Tasks to carry out -
• a. Name every static method defined in the HistoricalPlacesGenerator class of the notebook code.
• b. From the notebook code, extract everything from "import datetime" down to "shops_imprints = pickle.load(open(SHOPS_IMPRINTS, 'rb'))".

In [31]:
from __future__ import unicode_literals, print_function, division
from io import open
import unicodedata
import string
import re
import random

import torch
import torch.nn as nn
from torch import optim
import torch.nn.functional as F

import pandas as pd
import numpy as np
import random
from random import choice
from string import ascii_lowercase

from collections import defaultdict

import datetime
import pickle

In [32]:
from assistant import Shop

SHOPS_IMPRINTS = '../StaticData/shop_imprints.pickle_bk'

shop_vecs = {}
shops_imprints = pickle.load(open(SHOPS_IMPRINTS, 'rb'))
for shop_imprint, shop in shops_imprints:
    shop_vecs[shop.name] = shop_imprint

print(len(shop_vecs.keys()))

149


In [33]:
class HistoricalPlacesGenerator(object):
    SHOPS_CSV = '../StaticData/shops.csv'
    
    @staticmethod
    def generate_string():
        n = random.randint(10, 20)
        return "".join(choice(ascii_lowercase) for i in range(n))
    
    @staticmethod
    def generate_email():
        return HistoricalPlacesGenerator.generate_string() + "@" + \
            random.choice(["mail.ru", "yandex.ru", "google.com"])
    
    @staticmethod
    def generate_date(start_date=datetime.datetime(2019, 8, 1), random_duration=60):
        day_duration = 60 * 60 * 24
        time_step = day_duration * random.randint(0, random_duration)
        return start_date + datetime.timedelta(0, time_step)
    
    @staticmethod
    def generate_times(date, n):
        def generate_time():
            start_date = datetime.datetime(2019, 8, 1)

Information given -
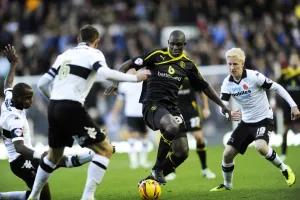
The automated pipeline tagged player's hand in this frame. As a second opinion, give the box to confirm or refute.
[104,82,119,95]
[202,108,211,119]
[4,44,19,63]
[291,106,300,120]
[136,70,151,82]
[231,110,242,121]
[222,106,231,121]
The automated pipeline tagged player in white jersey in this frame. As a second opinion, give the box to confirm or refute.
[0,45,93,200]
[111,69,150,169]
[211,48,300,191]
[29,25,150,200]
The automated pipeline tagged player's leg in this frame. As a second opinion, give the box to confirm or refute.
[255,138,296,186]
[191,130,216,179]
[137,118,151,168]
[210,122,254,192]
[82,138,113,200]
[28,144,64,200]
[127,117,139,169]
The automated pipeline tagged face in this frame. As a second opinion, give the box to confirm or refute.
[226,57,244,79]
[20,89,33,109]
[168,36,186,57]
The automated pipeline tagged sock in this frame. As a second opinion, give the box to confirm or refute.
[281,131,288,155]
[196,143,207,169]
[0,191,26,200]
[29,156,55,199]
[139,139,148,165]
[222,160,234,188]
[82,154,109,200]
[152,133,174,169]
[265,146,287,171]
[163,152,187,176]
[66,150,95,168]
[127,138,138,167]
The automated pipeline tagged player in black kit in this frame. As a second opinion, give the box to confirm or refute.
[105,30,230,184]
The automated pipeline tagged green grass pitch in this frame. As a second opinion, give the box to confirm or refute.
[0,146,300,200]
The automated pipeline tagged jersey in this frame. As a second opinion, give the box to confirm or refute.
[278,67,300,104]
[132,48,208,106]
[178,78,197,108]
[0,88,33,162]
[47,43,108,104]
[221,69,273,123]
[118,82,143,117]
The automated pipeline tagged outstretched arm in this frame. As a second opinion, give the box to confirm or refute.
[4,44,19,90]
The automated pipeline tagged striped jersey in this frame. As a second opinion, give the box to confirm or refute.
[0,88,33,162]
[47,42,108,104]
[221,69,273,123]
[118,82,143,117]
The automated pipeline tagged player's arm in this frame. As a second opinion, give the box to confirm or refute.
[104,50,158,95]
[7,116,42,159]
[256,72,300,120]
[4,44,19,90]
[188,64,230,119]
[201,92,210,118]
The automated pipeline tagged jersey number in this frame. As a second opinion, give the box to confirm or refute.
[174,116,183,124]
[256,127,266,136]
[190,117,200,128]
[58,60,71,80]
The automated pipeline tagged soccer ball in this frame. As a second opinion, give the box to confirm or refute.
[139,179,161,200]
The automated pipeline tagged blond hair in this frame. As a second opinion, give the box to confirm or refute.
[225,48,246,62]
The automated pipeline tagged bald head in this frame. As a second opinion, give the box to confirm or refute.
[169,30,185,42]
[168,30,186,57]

Task-by-task results -
• a. generate_string, generate_email, generate_date, generate_times

• b.
import datetime
import pickle

In [32]:
from assistant import Shop

SHOPS_IMPRINTS = '../StaticData/shop_imprints.pickle_bk'

shop_vecs = {}
shops_imprints = pickle.load(open(SHOPS_IMPRINTS, 'rb'))